§ **What is needed**: Rewrite every line of the data below except the pictures, multiplying each bounding box coordinate in the answers by 1.45 and rounding to whole numbers, with halves rounded up. Keep the numbers in the JSON format samples unchanged.

Object detection data
....
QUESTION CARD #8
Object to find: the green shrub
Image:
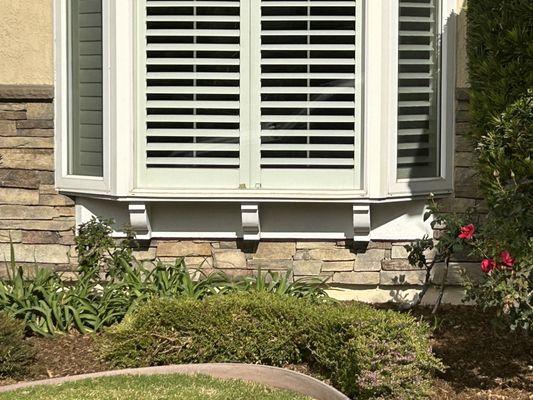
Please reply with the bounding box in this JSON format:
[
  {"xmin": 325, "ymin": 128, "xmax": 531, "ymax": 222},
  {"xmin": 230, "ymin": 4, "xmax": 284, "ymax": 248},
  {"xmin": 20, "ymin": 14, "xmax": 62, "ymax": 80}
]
[
  {"xmin": 0, "ymin": 311, "xmax": 33, "ymax": 378},
  {"xmin": 100, "ymin": 292, "xmax": 442, "ymax": 399},
  {"xmin": 467, "ymin": 0, "xmax": 533, "ymax": 139},
  {"xmin": 460, "ymin": 91, "xmax": 533, "ymax": 330},
  {"xmin": 0, "ymin": 218, "xmax": 328, "ymax": 335}
]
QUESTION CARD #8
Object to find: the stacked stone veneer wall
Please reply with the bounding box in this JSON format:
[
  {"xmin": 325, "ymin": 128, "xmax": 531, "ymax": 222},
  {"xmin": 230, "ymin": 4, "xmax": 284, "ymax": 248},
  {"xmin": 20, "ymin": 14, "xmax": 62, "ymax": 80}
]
[
  {"xmin": 0, "ymin": 87, "xmax": 482, "ymax": 300},
  {"xmin": 0, "ymin": 85, "xmax": 75, "ymax": 275},
  {"xmin": 137, "ymin": 89, "xmax": 483, "ymax": 299}
]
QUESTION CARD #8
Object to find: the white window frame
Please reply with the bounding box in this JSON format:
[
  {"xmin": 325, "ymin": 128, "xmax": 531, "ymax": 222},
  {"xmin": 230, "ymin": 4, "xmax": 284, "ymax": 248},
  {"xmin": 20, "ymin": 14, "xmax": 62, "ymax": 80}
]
[
  {"xmin": 386, "ymin": 0, "xmax": 456, "ymax": 196},
  {"xmin": 54, "ymin": 0, "xmax": 455, "ymax": 202}
]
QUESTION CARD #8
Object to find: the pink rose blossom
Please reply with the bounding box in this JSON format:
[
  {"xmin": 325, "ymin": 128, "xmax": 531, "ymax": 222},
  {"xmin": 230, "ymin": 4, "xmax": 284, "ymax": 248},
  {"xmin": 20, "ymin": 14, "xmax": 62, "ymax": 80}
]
....
§ **Result**:
QUESTION CARD #8
Object to find: the green shrub
Image:
Please reply with the bounding box in this JSON format:
[
  {"xmin": 325, "ymin": 128, "xmax": 531, "ymax": 222},
  {"xmin": 230, "ymin": 4, "xmax": 284, "ymax": 248},
  {"xmin": 20, "ymin": 14, "xmax": 62, "ymax": 80}
]
[
  {"xmin": 0, "ymin": 451, "xmax": 48, "ymax": 548},
  {"xmin": 145, "ymin": 423, "xmax": 641, "ymax": 579},
  {"xmin": 677, "ymin": 0, "xmax": 773, "ymax": 202},
  {"xmin": 667, "ymin": 132, "xmax": 773, "ymax": 479},
  {"xmin": 0, "ymin": 316, "xmax": 476, "ymax": 486}
]
QUESTION CARD #8
Object to find: the stacked stone veneer wall
Please reply with the bounding box in this JSON format:
[
  {"xmin": 325, "ymin": 128, "xmax": 531, "ymax": 222},
  {"xmin": 230, "ymin": 4, "xmax": 284, "ymax": 248},
  {"xmin": 20, "ymin": 14, "xmax": 62, "ymax": 80}
]
[
  {"xmin": 0, "ymin": 126, "xmax": 699, "ymax": 435},
  {"xmin": 0, "ymin": 123, "xmax": 109, "ymax": 399},
  {"xmin": 199, "ymin": 129, "xmax": 700, "ymax": 434}
]
QUESTION CARD #8
Object to find: the white window frame
Please reply with the bounding box in this JSON format:
[
  {"xmin": 325, "ymin": 128, "xmax": 531, "ymax": 222},
  {"xmin": 230, "ymin": 4, "xmax": 284, "ymax": 248},
  {"xmin": 20, "ymin": 14, "xmax": 62, "ymax": 80}
]
[
  {"xmin": 560, "ymin": 0, "xmax": 661, "ymax": 284},
  {"xmin": 78, "ymin": 0, "xmax": 660, "ymax": 293}
]
QUESTION CARD #8
Object to find: the pink rose blossom
Please reply with the bounding box in this JSON format:
[
  {"xmin": 325, "ymin": 128, "xmax": 531, "ymax": 222},
  {"xmin": 230, "ymin": 4, "xmax": 284, "ymax": 248},
  {"xmin": 20, "ymin": 14, "xmax": 62, "ymax": 80}
]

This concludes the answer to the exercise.